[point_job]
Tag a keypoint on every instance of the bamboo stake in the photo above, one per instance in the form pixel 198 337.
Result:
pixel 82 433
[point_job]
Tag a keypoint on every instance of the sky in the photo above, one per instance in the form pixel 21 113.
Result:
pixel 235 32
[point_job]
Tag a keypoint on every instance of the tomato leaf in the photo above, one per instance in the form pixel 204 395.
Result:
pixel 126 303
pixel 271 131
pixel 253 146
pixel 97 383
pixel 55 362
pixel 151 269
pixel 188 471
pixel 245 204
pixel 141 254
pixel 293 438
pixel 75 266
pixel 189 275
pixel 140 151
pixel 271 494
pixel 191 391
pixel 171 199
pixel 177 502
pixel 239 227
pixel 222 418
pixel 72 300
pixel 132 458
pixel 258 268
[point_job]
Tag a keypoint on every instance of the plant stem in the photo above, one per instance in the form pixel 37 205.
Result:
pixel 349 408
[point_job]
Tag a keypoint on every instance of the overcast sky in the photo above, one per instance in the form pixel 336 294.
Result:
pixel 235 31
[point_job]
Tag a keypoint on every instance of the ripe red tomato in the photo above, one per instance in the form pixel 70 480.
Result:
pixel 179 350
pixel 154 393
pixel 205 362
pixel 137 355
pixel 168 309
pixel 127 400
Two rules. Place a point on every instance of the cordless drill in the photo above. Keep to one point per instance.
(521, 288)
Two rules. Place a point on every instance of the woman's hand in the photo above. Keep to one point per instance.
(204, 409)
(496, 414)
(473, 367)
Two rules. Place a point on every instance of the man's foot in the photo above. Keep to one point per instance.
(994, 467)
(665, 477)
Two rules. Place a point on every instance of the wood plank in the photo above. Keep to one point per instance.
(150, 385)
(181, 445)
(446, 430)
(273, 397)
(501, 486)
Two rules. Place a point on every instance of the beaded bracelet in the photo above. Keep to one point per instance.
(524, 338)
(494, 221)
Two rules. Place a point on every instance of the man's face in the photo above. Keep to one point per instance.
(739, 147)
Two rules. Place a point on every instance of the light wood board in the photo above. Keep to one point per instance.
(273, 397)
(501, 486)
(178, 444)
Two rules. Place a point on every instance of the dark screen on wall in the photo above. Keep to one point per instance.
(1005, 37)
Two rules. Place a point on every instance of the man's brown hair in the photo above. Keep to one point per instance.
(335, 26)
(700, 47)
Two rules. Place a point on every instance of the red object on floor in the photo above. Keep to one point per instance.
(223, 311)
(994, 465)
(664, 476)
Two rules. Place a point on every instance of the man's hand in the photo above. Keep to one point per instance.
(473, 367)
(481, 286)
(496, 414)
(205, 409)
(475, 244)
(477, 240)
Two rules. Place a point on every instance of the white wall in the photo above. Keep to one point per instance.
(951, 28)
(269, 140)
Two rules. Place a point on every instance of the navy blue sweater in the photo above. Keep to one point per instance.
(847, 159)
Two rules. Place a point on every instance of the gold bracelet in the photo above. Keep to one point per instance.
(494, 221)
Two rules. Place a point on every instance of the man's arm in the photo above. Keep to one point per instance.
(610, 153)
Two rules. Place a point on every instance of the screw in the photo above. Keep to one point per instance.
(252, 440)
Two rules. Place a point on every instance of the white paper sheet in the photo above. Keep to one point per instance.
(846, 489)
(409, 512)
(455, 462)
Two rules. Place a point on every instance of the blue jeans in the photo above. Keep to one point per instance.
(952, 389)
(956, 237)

□ □ □ □ □ □ □

**WHAT THE TASK ASKS:**
Could you copy out every record above exactly as it appears?

**ANSWER TO THIS TASK:**
[point_job]
Tag a keypoint on every instance of the bamboo stake in the photo above, one per instance in the form pixel 198 337.
Result:
pixel 82 433
[point_job]
Tag a keypoint on every instance of the sky in the photo above, one per instance in the form pixel 21 113.
Result:
pixel 235 32
[point_job]
Tag a keypoint on every instance of the tomato leaf in the photo above, one per instance in the form pixel 204 395.
Result:
pixel 126 303
pixel 271 131
pixel 253 146
pixel 97 383
pixel 55 362
pixel 151 269
pixel 188 471
pixel 245 204
pixel 141 254
pixel 293 438
pixel 75 266
pixel 189 275
pixel 140 151
pixel 271 494
pixel 191 391
pixel 171 199
pixel 177 502
pixel 239 227
pixel 222 418
pixel 72 300
pixel 132 458
pixel 258 268
[point_job]
Tag a keypoint on every instance of the plant stem in the photo above, one per instance in the form pixel 37 205.
Result:
pixel 349 408
[point_job]
Tag a keypoint on every instance of the overcast sky in the photo above, one per instance in the form pixel 336 294.
Result:
pixel 235 31
[point_job]
Tag a keypoint on every instance of the ripe red tomato in the photo above, one per instance in the form pixel 70 480.
Result:
pixel 179 350
pixel 154 393
pixel 205 362
pixel 137 355
pixel 168 309
pixel 127 400
Two rules. Place a point on every instance of the cordless drill in the photo above. Keep to one point per instance.
(521, 288)
Two rules. Place a point on every instance of the woman's hand in the photo above. Keep to one point per instance.
(204, 409)
(496, 414)
(473, 367)
Two rules. Place a point on every instance of the man's foot in the photo above. Keep to one point per instance.
(994, 467)
(665, 477)
Two rules. Place a point on every instance of the wood plank in the photo above. Keep to one point per instance.
(150, 385)
(181, 445)
(446, 430)
(273, 397)
(501, 486)
Two rules. Place a point on every instance of the beaded bracelet in the photo above. Keep to one point per instance.
(524, 338)
(494, 221)
Two rules. Place a point on every instance of the man's face in the photo above. Keep to one point per instance.
(739, 147)
Two rules. Place a point on every instance of the light wood board in the photo above. Keep to one point per instance.
(273, 397)
(501, 486)
(178, 444)
Two rules. Place a point on every instance of the dark screen on wall in the photo above. Keep to one point per instance.
(1005, 37)
Two rules. Place a point on every instance of the man's brown hair in the photo above. Keep to one point per instance.
(335, 26)
(700, 47)
Two rules. Place a point on every instance of the red object on floor in the photo above. Keep to one point per instance.
(223, 311)
(994, 465)
(664, 476)
Two rules. Place a point on every instance of the man's hand in the photo above. Keep to one point per instance.
(473, 367)
(481, 286)
(496, 414)
(205, 409)
(475, 244)
(477, 240)
Two rules. Place a point on every instance of the white wall in the photo above. Keep to one point per instance.
(951, 28)
(269, 140)
Two rules. Place a point on every instance of the navy blue sweater in the photo above. Keep to one point per instance.
(847, 159)
Two rules. Place a point on every instance of the gold bracelet in the photo above. Keep to one point per instance.
(494, 221)
Two rules. Place a point on every instance of the man's arm in the photo above. Keep to one point per instance.
(610, 153)
Two rules. Place a point on every instance of the screw in the photo above. Keep to one point per instance.
(252, 440)
Two rules. Place a point on every instance of the white paper sheet in the photo above. Keep to one point per instance.
(846, 489)
(409, 512)
(455, 462)
Two rules. Place a point on every instance of the blue jeans in the photo above. Keep to one point per instance.
(952, 389)
(956, 237)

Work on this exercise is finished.